* **Opdracht**
Geef bij de beweringen (a), (b) en (c) aan of ze kloppen met het paginafragment hieronder: antwoord telkens met ja of nee en citeer letterlijk de woorden uit het paginafragment die de doorslag geven.
(a) Trotzky werd vermoord terwijl hij aan zijn boek over Stalin werkte.
(b) De twaalf hoofdstukken van het boek lopen door tot na de dood van Lenin.
(c) Mackaradze gebruikte het woord voor 'gangster' al in 1923 om Stalin te typeren.

* **Paginafragment**
========================

[p. 45]

J. de Kadt Kroniek
Tegen het politieke gangsterisme

Op 20 Augustus 1940 werd Leo Trotzky, terwijl hij bezig was aan z'n boek over Stalin, vermoord door een individu behorend tot, of onder de invloed staande van de geheime Russische staatspolitie, die onder telkens wisselende namen, in Rusland en in het buitenland, het behoud en de uitbreiding van het Russische totalitarisme tracht te bewerkstelligen. Het boek over Stalin bleef dus onvoltooid. Het is in onvoltooide vorm uitgegeven door Charles Malamuth, die behalve de zeven hoofdstukken en het aanhangsel, door Trotzky reeds in het Russisch geschreven, uit het aanwezige materiaal nog 5 hoofdstukken en 2 supplementen samenstelde.

Maar ook zo is het boek nog in sterke mate onvoltooid, want terwijl de 12 hoofdstukken ons niet verder brengen dan tot de dood van Lenin, houden supplementen zich bezig met de ‘Thermidor’, d.w.z. de triomf van Stalin over de andere vooraanstaande persoonlijkheden in de Communistische partij, van Trotzky via Zinovief naar Boecharin, en met een aantal opmerkingen over de persoonlijke eigenschappen van ‘Kinto’ - het Georgische woord voor ‘gangster’, dat een van Stalins jeugdkennissen, de Bolsjewiek Mackaradze, reeds in 1923 gebruikte om Stalin te karakteriseren -, alles uiterst fragmentarisch.

========================

* **Aangeleverd materiaal**
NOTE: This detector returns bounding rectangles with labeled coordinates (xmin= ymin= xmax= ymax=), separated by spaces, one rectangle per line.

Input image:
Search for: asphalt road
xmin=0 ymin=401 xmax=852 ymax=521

========================

* **Resultaat**
(a) Ja: "terwijl hij bezig was aan z'n boek over Stalin"
(b) Nee: "de 12 hoofdstukken ons niet verder brengen dan tot de dood van Lenin"
(c) Ja: "de Bolsjewiek Mackaradze, reeds in 1923 gebruikte om Stalin te karakteriseren"